Please copy the entries below word for word, starting with the line that contains "Every instance of the printed" and continuing through the last line of the entries.

* start Data to process *

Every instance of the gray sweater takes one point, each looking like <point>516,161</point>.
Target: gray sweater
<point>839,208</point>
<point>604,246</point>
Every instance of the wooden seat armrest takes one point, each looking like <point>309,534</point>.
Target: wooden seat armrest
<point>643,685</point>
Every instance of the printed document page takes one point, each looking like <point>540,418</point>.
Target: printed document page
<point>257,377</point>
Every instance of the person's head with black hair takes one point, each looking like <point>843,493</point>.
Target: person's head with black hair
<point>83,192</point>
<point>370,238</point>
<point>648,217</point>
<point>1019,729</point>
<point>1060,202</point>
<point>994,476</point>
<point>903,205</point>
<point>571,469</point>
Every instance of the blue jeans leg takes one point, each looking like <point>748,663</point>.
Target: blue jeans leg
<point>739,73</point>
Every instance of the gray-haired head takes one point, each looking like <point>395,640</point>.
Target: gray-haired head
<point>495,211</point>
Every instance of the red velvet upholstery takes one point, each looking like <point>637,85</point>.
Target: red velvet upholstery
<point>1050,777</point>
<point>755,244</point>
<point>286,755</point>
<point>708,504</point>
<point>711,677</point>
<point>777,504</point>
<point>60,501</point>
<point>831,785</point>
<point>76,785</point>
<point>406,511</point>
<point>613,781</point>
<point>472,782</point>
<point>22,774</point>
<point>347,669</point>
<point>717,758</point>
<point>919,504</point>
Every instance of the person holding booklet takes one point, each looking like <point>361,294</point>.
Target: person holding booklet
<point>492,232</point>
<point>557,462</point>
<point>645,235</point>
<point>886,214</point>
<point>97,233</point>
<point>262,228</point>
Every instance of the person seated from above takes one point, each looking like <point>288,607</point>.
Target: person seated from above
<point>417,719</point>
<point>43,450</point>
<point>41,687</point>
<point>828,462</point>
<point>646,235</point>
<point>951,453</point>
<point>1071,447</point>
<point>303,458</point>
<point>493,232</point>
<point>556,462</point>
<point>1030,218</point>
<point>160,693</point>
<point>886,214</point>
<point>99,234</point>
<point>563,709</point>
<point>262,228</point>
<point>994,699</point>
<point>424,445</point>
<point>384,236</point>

* end Data to process *

• _Reply to the task_:
Every instance of the printed document page takes one point, each looking like <point>540,418</point>.
Target: printed document page
<point>257,377</point>
Every instance of the person's head with black hair takes one point, each looking like <point>843,493</point>.
Target: person's head with black hair
<point>83,192</point>
<point>370,238</point>
<point>648,217</point>
<point>1019,729</point>
<point>1060,202</point>
<point>994,476</point>
<point>903,205</point>
<point>571,469</point>
Every instance of the blue jeans leg takes one point, each looking like <point>748,663</point>.
Target: blue jeans leg
<point>739,73</point>
Every instance of the gray-haired head takes one point, each looking like <point>395,640</point>.
Target: gray-haired head
<point>495,211</point>
Every instance of the red velvet upholstery takes one point, each looking like <point>637,85</point>.
Target: red velvet upholstery
<point>1050,777</point>
<point>755,244</point>
<point>286,755</point>
<point>708,504</point>
<point>711,677</point>
<point>777,504</point>
<point>60,501</point>
<point>831,785</point>
<point>76,785</point>
<point>406,511</point>
<point>613,781</point>
<point>472,782</point>
<point>22,774</point>
<point>347,669</point>
<point>717,758</point>
<point>919,504</point>
Every instance of the person holding booklet takes one point, each looking like <point>361,294</point>.
Target: person holding booklet
<point>492,232</point>
<point>557,462</point>
<point>645,235</point>
<point>886,214</point>
<point>97,233</point>
<point>262,228</point>
Every instance of the person seated from above takes one point, each looking like <point>288,607</point>.
Target: person seated from above
<point>417,719</point>
<point>43,450</point>
<point>41,687</point>
<point>828,462</point>
<point>646,235</point>
<point>951,453</point>
<point>1071,447</point>
<point>303,458</point>
<point>493,232</point>
<point>556,462</point>
<point>1030,218</point>
<point>160,693</point>
<point>886,214</point>
<point>99,234</point>
<point>563,709</point>
<point>262,228</point>
<point>994,699</point>
<point>424,445</point>
<point>384,236</point>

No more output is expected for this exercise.